In your copy of the data below, reproduce every entry exactly and omit the pictures.

(Data to examine begins)

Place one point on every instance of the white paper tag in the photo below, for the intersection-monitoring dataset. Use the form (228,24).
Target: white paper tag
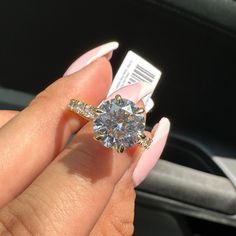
(135,69)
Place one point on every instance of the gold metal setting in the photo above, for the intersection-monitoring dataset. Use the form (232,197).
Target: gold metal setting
(89,112)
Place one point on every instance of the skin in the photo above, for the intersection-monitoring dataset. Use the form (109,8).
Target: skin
(48,188)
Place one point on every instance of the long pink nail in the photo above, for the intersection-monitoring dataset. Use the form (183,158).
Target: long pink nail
(90,56)
(150,157)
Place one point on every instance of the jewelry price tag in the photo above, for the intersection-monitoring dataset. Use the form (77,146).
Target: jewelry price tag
(135,69)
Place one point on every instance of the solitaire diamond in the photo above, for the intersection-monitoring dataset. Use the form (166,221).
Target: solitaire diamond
(119,123)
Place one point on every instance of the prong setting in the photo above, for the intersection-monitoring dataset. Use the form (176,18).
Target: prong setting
(118,98)
(121,149)
(140,111)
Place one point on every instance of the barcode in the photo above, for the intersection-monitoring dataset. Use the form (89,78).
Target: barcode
(141,74)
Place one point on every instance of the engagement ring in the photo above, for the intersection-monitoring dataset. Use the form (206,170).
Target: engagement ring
(117,123)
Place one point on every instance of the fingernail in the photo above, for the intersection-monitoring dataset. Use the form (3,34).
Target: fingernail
(133,92)
(150,157)
(90,56)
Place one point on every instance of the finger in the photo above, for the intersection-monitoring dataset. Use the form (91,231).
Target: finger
(37,134)
(118,216)
(6,115)
(77,185)
(150,157)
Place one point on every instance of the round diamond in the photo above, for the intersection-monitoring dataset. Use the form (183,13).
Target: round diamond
(119,124)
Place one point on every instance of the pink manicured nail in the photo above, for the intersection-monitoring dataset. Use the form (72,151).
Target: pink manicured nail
(90,56)
(133,92)
(150,157)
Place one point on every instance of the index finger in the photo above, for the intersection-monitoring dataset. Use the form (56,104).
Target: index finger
(36,135)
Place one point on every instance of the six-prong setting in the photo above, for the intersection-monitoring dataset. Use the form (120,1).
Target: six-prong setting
(117,123)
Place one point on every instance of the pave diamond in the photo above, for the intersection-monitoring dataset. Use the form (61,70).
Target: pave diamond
(119,125)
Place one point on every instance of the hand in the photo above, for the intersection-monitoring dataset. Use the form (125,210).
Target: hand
(50,188)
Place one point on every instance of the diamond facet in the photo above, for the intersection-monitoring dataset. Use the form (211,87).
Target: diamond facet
(120,124)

(Data to examine ends)

--- Response for this exercise ---
Place one point on every instance of the white paper tag in the photo below, for the intersection-monitoring dataset. Use the form (228,24).
Target: white paper tag
(135,69)
Place one point on every instance of the gold metal setting in the photo above, for the intersection-monitoring dataset. Use the form (232,197).
Target: gold metal setting
(89,112)
Place one point on every instance of the skin in the photo above, for the intersection-monitoring dataset. Use the form (109,8).
Target: skin
(48,188)
Place one point on every instance of the long pink nail in the photo above, for the intersection-monitoring dataset. Use the form (183,158).
Target: long pink nail
(90,56)
(150,157)
Place one point on every instance of the jewelry price tag in the photo above, for the intersection-monitoring dataset. Use the form (77,146).
Target: jewelry price tag
(135,69)
Place one point on every instance of the solitaire diamond in the photo above, for the intersection-monitoring dataset. Use the form (166,221).
Target: solitaire diamond
(119,123)
Place one point on every instance of the prong setting in the photo above, for the intersection-monitoring dataset. Use the form (176,18).
Target: prong setting
(118,98)
(121,149)
(140,111)
Place one point on every instance of the barcode in the photo above, for the intersection-monitoring dataset. Use the form (89,78).
Target: barcode
(141,74)
Place one point on every instance of the engagement ring in the photo above, for the intersection-monitoring dataset. Use the form (206,170).
Target: engagement ring
(117,123)
Place one point on every instance of the fingernail in the photo above, for the intersection-monitoring dataset. Use the form (3,34).
Target: fingernail
(133,92)
(150,157)
(90,56)
Place one point on every instance of the finger in the photo above, for the intersection-monitoring dataset. Use the form (91,231).
Target: finger
(37,134)
(118,216)
(6,115)
(77,185)
(150,157)
Place one point on every instance of the round diamond in the photo above, for the intersection-monitoring dataset. Use the form (183,13).
Target: round diamond
(119,124)
Place one point on every instance of the pink manicured nail in the photo above, for the intersection-monitoring dataset. Use the form (72,151).
Target: pink manicured nail
(90,56)
(133,92)
(150,157)
Place one point on every instance of the index finger in the photo above, for the intersection-monitoring dataset. Use the form (56,104).
Target: index finger
(36,135)
Place one point on every instance of the six-prong setting in the photo above, for the intersection-monitoring dataset. Use the form (120,1).
Target: six-prong setting
(117,123)
Place one point on every instance of the pave diamond in the photo above, for the intersection-monitoring dataset. Use the form (61,70).
Target: pave diamond
(119,125)
Place one point on every instance of the hand in the photo above, for the intersection-monitoring dataset. Use the form (125,210).
Target: hand
(50,188)
Place one point on every instance of the diamond facet in the photo above, for the intersection-monitoring dataset. Use the form (211,87).
Target: diamond facet
(120,124)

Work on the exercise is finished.